Labeled object pointing entries:
-=-=-

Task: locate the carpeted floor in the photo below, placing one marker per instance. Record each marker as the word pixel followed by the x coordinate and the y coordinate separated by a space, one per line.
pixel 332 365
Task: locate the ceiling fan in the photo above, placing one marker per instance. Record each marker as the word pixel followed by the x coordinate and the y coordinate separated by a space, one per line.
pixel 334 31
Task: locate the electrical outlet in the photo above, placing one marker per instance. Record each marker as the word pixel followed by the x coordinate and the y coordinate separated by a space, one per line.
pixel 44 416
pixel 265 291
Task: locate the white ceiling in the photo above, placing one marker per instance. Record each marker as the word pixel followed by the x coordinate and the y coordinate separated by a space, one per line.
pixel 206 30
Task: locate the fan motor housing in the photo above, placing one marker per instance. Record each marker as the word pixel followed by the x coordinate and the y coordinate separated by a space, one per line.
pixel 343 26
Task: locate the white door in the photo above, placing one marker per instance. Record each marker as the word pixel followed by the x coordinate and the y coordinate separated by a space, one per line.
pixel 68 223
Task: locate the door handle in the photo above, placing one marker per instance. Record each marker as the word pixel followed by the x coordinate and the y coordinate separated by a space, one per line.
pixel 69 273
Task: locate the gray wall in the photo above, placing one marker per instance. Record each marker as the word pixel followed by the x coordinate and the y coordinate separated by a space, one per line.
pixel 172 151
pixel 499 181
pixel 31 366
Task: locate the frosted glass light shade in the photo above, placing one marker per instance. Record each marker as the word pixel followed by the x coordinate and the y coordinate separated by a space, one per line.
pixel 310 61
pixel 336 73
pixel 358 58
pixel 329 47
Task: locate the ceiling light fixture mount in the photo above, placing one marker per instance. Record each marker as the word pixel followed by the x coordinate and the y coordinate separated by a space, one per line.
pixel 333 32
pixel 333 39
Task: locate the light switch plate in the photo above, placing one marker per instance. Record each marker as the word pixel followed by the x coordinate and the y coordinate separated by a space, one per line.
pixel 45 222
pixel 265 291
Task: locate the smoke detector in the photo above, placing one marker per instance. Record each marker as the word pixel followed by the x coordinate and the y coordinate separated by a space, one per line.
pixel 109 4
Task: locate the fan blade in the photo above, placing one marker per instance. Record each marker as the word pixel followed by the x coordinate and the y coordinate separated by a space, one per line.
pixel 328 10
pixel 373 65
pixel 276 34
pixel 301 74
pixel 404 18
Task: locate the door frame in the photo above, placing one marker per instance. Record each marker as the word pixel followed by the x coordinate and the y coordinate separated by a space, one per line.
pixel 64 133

-=-=-

[INSTRUCTIONS FOR THE TASK]
Give every line of the rows above as a Markdown table with the columns Number and Line, numbering the lines in order and leaving out any blank ones.

[FINAL RESULT]
| Number | Line |
|---|---|
| 1 | Task: locate the carpeted floor in the photo below, placing one marker per instance. Record each marker as the word pixel followed by the x coordinate and the y coordinate separated by a space, one per line. |
| 2 | pixel 332 365 |
| 3 | Task: locate the ceiling fan in the photo above, placing one marker per instance. Record each marker as the word pixel followed by the x coordinate and the y coordinate separated by a space, one per line. |
| 4 | pixel 334 31 |
| 5 | Task: locate the electrical outlet in the photo above, placing one marker per instance. Record each marker as the word pixel followed by the x coordinate and the y coordinate separated by a space, one per line. |
| 6 | pixel 44 416 |
| 7 | pixel 265 291 |
| 8 | Task: locate the white ceiling in the photo above, placing one marker per instance. Record each marker as the word pixel followed by the x coordinate and the y coordinate separated by a space, one per line. |
| 9 | pixel 206 30 |
| 10 | Task: locate the fan motor housing in the photo above, placing one marker per instance. Record each marker as the word pixel followed by the x coordinate and the y coordinate separated by a space, one per line. |
| 11 | pixel 343 26 |
| 12 | Task: locate the white door in the photo above, placing one marker per instance. Record each marker as the word pixel followed by the x coordinate and the y coordinate separated by a space, one per line. |
| 13 | pixel 68 223 |
| 14 | Task: locate the door handle in the photo above, placing one marker per instance. Record each marker as the word pixel followed by the x coordinate and the y coordinate separated by a space, one per line. |
| 15 | pixel 69 273 |
| 16 | Task: locate the gray wall in the photo above, placing one marker per instance. Record each marker as the word pixel followed by the x coordinate and the y coordinate separated by a space, one per line. |
| 17 | pixel 172 151 |
| 18 | pixel 499 181 |
| 19 | pixel 31 366 |
| 20 | Task: locate the frosted glass light shade in the photo above, placing one marker per instance. Record each marker as the word pixel followed by the x coordinate and the y coordinate separated by a space, one per line. |
| 21 | pixel 310 61 |
| 22 | pixel 336 73 |
| 23 | pixel 358 58 |
| 24 | pixel 329 47 |
| 25 | Task: locate the ceiling light fixture mount in the photo above, placing one marker per instance. Record each marker as the word pixel followed by the x coordinate and the y coordinate separated by a space, one per line. |
| 26 | pixel 333 32 |
| 27 | pixel 333 39 |
| 28 | Task: locate the light switch plate in the photo above, placing one marker per instance. Record each marker as the word pixel followed by the x coordinate and the y coordinate separated by a space, one per line. |
| 29 | pixel 45 222 |
| 30 | pixel 265 291 |
| 31 | Task: locate the smoke detector in the photo above, placing one marker per instance. Record each marker as the word pixel followed by the x coordinate and the y coordinate separated by a space, one per line. |
| 32 | pixel 109 4 |
| 33 | Task: locate the fan blade in the photo above, placing one marker per instance. Record each marker as the word pixel followed by the x coordinate and the y coordinate separated by a space, one per line. |
| 34 | pixel 328 10 |
| 35 | pixel 373 65 |
| 36 | pixel 276 34 |
| 37 | pixel 301 74 |
| 38 | pixel 404 18 |
| 39 | Task: locate the door frame in the photo above, placing one marker per instance. Record each marker as the word pixel followed by the x coordinate and the y coordinate separated by a space, one per line. |
| 40 | pixel 64 133 |